- _EXERCISE PROMPT_
Word for word, copy all the data and drop the pictures.

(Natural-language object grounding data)
......

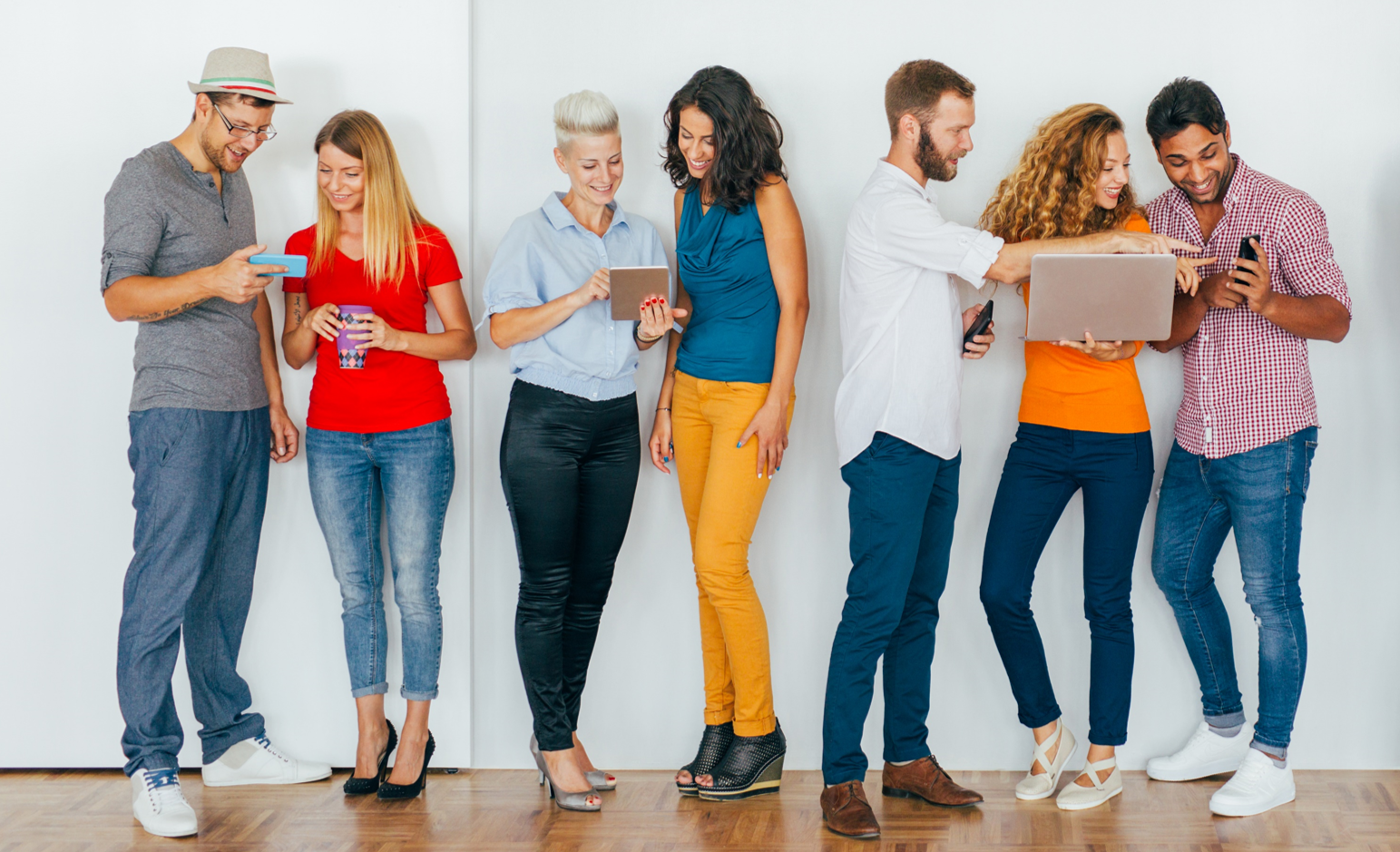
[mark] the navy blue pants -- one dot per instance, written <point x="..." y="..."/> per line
<point x="201" y="493"/>
<point x="902" y="506"/>
<point x="1043" y="469"/>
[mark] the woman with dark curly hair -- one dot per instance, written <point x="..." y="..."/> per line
<point x="1084" y="427"/>
<point x="727" y="400"/>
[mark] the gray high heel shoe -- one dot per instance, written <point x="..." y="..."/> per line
<point x="562" y="798"/>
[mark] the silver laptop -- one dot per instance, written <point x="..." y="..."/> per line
<point x="1113" y="297"/>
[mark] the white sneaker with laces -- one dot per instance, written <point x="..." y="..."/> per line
<point x="1256" y="787"/>
<point x="1204" y="754"/>
<point x="257" y="761"/>
<point x="160" y="805"/>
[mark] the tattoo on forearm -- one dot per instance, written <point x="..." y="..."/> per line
<point x="168" y="311"/>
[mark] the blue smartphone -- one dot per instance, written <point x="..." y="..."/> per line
<point x="296" y="265"/>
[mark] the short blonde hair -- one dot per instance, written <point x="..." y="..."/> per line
<point x="583" y="113"/>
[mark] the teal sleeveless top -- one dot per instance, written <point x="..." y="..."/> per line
<point x="724" y="268"/>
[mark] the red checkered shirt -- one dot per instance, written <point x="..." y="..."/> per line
<point x="1247" y="381"/>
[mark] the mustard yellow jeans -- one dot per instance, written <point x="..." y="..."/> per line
<point x="722" y="495"/>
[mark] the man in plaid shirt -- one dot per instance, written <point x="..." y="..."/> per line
<point x="1245" y="436"/>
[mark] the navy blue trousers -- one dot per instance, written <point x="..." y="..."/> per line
<point x="1043" y="469"/>
<point x="902" y="506"/>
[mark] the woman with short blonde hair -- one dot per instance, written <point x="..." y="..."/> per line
<point x="570" y="448"/>
<point x="378" y="428"/>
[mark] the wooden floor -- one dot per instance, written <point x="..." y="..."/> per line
<point x="505" y="812"/>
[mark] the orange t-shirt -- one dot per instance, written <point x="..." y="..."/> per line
<point x="1072" y="390"/>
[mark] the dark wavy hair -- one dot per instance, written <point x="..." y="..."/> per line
<point x="747" y="137"/>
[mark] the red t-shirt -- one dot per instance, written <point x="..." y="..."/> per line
<point x="394" y="390"/>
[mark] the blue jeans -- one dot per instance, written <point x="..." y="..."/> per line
<point x="406" y="475"/>
<point x="1044" y="467"/>
<point x="1260" y="495"/>
<point x="902" y="508"/>
<point x="199" y="493"/>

......

- _EXERCISE OUTPUT_
[mark] the navy blue pants -- one dot per instance, written <point x="..." y="..."/> per line
<point x="201" y="493"/>
<point x="902" y="506"/>
<point x="1043" y="469"/>
[mark] the woman with dark curly hair -- one dot per instance, written <point x="..." y="..."/> per line
<point x="1084" y="427"/>
<point x="727" y="400"/>
[mark] the gray high heel shoe -- one dot per instance, written <point x="..." y="..."/> per line
<point x="562" y="798"/>
[mark] the silver laptop -- one dot per instance, written <point x="..." y="..."/> per line
<point x="1113" y="297"/>
[mark] the white sneaker with laces -- one dot per instance, written <point x="..." y="..."/> per line
<point x="1256" y="787"/>
<point x="1204" y="754"/>
<point x="257" y="761"/>
<point x="160" y="805"/>
[mark] the tattoo on forearm -- one dot per instance, written <point x="..." y="..."/> per line
<point x="168" y="311"/>
[mark] the blue smartphone -- one dot per instance, written <point x="..." y="..."/> per line
<point x="296" y="265"/>
[mark] the short blonde hair -- one dot per instance, written <point x="..." y="..."/> per line
<point x="583" y="113"/>
[mark] the teal sleeveless top -- one dot per instance, written <point x="..." y="..."/> per line
<point x="724" y="268"/>
[mark] the red checkered shirt -- one dot per instance, written <point x="..." y="..."/> per line
<point x="1247" y="381"/>
[mark] the mustard yellow jeans -- one dot per instance, written <point x="..." y="..."/> per line
<point x="722" y="495"/>
[mark] the man in plaid shirt -- one dot per instance, written <point x="..." y="..."/> per line
<point x="1245" y="436"/>
[mark] the navy blue trousers -- one dot per instance, written <point x="..." y="..."/> per line
<point x="1043" y="469"/>
<point x="902" y="506"/>
[mark] the woman with short blonde hair -- one dot per instance, written <point x="..." y="..."/> per line
<point x="570" y="448"/>
<point x="378" y="428"/>
[mark] the wooden floor -- one dot per instance, written <point x="..." y="..."/> per line
<point x="505" y="812"/>
[mark] the orange t-shirt -- one dot per instance, written <point x="..." y="..."/> per line
<point x="1072" y="390"/>
[mark] the dark wavy hair -- one dot per instance, written <point x="..." y="..."/> per line
<point x="747" y="137"/>
[mark] the red t-shirt -- one dot per instance, written <point x="..." y="..."/> per line
<point x="394" y="390"/>
[mark] the blue jeans -- one dot per instance, written <point x="..." y="..."/> per line
<point x="406" y="475"/>
<point x="1044" y="467"/>
<point x="1260" y="495"/>
<point x="902" y="508"/>
<point x="199" y="493"/>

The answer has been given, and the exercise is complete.